### Exercise instructions
Reproduce the stretch from the line containing "Where can you see the sky" through the end of the material, requests included, and increase every x and y coordinate in the answers by 62.

[Records of labeled points]
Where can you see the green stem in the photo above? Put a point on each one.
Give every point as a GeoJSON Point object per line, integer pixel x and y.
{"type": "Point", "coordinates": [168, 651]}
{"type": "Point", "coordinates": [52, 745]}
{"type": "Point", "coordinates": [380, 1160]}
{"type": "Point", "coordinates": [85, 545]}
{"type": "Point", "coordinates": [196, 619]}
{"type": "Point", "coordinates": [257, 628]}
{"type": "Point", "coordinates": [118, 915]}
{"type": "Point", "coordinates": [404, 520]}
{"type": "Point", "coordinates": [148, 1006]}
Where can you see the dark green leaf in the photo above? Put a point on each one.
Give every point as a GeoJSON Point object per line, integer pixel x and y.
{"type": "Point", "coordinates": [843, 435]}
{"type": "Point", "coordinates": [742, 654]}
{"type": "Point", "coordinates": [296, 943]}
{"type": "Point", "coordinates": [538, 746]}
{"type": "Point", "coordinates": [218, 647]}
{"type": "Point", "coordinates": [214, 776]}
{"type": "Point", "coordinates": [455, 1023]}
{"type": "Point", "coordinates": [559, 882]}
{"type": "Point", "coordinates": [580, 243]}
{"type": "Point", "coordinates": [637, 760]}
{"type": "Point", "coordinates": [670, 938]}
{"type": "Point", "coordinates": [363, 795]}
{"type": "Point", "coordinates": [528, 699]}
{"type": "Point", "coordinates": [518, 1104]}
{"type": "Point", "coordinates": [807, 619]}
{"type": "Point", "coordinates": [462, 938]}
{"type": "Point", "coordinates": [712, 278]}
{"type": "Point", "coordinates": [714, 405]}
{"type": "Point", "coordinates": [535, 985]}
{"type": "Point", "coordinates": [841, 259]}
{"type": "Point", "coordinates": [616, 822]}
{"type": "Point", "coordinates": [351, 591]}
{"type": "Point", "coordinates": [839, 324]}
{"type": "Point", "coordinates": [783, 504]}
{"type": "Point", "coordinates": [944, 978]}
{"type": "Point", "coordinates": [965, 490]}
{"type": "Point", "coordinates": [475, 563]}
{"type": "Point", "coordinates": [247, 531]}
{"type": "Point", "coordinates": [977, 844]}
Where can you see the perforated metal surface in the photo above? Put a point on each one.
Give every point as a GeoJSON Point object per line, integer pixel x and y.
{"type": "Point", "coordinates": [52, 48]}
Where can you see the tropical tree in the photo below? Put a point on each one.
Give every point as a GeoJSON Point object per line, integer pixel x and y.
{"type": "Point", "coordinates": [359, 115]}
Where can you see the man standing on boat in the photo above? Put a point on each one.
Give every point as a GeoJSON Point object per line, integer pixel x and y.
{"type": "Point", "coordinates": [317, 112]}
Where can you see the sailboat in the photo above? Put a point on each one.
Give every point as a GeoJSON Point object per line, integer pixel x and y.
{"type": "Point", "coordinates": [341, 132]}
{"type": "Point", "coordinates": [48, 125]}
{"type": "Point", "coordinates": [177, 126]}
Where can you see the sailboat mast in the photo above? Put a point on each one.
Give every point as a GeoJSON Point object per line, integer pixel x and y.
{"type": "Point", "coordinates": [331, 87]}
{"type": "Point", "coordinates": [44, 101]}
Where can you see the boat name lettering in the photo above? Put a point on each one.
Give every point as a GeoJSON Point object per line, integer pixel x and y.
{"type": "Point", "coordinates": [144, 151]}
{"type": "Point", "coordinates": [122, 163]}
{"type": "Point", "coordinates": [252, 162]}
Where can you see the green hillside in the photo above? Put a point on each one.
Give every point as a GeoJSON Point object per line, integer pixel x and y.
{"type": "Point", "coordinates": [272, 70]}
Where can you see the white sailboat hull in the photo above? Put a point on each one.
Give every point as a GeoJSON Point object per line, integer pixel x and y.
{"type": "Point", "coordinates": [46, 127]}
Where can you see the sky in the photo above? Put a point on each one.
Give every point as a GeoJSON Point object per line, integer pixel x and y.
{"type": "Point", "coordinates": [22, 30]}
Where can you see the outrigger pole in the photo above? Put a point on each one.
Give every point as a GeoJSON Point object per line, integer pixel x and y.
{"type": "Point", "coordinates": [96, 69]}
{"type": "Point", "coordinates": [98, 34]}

### Exercise solution
Where can you see the sky in the photo above? Put a point on each one.
Give every point as a GeoJSON Point object per line, integer pixel x and y.
{"type": "Point", "coordinates": [84, 92]}
Where can you see the outrigger pole in the photo above? Put a point on each one.
Give every point as a GeoJSON Point object per line, integer pixel x and y.
{"type": "Point", "coordinates": [158, 131]}
{"type": "Point", "coordinates": [160, 96]}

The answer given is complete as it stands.